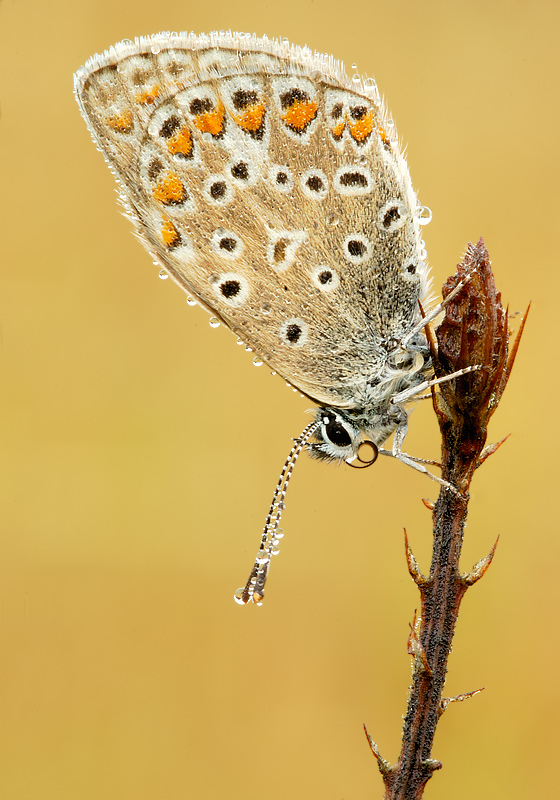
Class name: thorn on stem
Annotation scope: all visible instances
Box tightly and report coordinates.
[406,611,432,676]
[364,724,394,777]
[439,686,484,717]
[420,758,443,772]
[461,536,500,586]
[404,528,428,586]
[476,433,510,469]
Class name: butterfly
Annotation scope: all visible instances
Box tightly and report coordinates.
[74,32,448,603]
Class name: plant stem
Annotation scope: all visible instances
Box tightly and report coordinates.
[366,240,526,800]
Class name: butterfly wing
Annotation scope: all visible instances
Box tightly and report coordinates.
[75,34,434,407]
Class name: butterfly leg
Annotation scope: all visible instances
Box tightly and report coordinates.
[391,364,481,405]
[378,414,460,496]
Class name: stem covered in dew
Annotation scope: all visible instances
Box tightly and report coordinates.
[366,239,527,800]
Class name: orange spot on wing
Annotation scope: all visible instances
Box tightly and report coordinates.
[233,103,266,133]
[161,217,181,249]
[348,109,375,143]
[282,100,318,133]
[193,103,225,136]
[167,127,192,156]
[152,172,187,205]
[134,83,160,105]
[331,122,345,139]
[107,110,134,133]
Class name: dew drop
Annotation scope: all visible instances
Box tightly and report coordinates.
[255,548,270,564]
[327,214,339,228]
[233,586,245,606]
[416,206,432,225]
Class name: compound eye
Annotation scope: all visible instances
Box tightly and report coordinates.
[323,417,352,447]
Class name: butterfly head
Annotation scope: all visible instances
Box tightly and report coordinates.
[307,407,377,465]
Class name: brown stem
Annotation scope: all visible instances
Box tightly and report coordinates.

- Instructions for the task:
Set out every line of the material above as a Markdown table with the columns "Row" and "Line," numbering each row and skipping blank lines. Leave the pictures out of the table.

- Response below:
| Row | Line |
|---|---|
| 1 | Class name: thorn on stem |
| 2 | Annotation scope: all visible instances |
| 3 | Box tightly and report coordinates. |
| 4 | [406,611,432,676] |
| 5 | [364,724,394,777] |
| 6 | [439,686,484,717] |
| 7 | [420,758,443,772] |
| 8 | [461,536,500,586] |
| 9 | [404,528,428,586] |
| 10 | [476,433,510,469] |
| 11 | Class name: butterfly |
| 12 | Annotation scope: all visible instances |
| 13 | Box tightly and report coordinates. |
| 14 | [74,32,448,603] |
| 15 | Class name: plant stem |
| 16 | Annotation scope: all visible instances |
| 17 | Box tightly and report coordinates. |
| 18 | [366,240,526,800] |
| 19 | Class name: butterfly wing |
| 20 | Annotation scope: all visible instances |
| 21 | Box tightly and report coordinates. |
| 22 | [75,34,434,407] |
| 23 | Class name: butterfly leg |
| 24 | Annotation scope: all visible instances |
| 25 | Box tightly and report coordinates. |
| 26 | [391,364,481,405] |
| 27 | [378,414,460,496] |
| 28 | Class name: stem covered in dew |
| 29 | Annotation scope: all visible instances |
| 30 | Box tightly and report coordinates. |
| 31 | [366,239,527,800] |
| 32 | Class name: orange spot on wing |
| 33 | Annotation scope: all visible instances |
| 34 | Box tightly and report coordinates. |
| 35 | [233,103,266,133] |
| 36 | [161,217,181,249] |
| 37 | [348,109,375,143] |
| 38 | [282,100,318,133] |
| 39 | [193,103,225,136] |
| 40 | [167,127,192,156] |
| 41 | [152,172,187,205] |
| 42 | [134,83,160,105] |
| 43 | [331,122,345,139] |
| 44 | [107,110,134,133] |
| 45 | Class name: dew drop |
| 46 | Annotation scope: all visible instances |
| 47 | Box tightly and report coordinates. |
| 48 | [255,548,270,564] |
| 49 | [327,214,339,228] |
| 50 | [233,586,245,606] |
| 51 | [416,206,432,225] |
| 52 | Class name: compound eye |
| 53 | Annotation scope: all visible instances |
| 54 | Box tightly and report coordinates. |
| 55 | [323,417,352,447] |
| 56 | Class name: butterfly head |
| 57 | Annotation scope: all visible instances |
| 58 | Box tightly and report coordinates. |
| 59 | [307,407,377,465] |
| 60 | Class name: brown stem |
| 61 | Annotation scope: all visible instances |
| 62 | Box tightly and report coordinates. |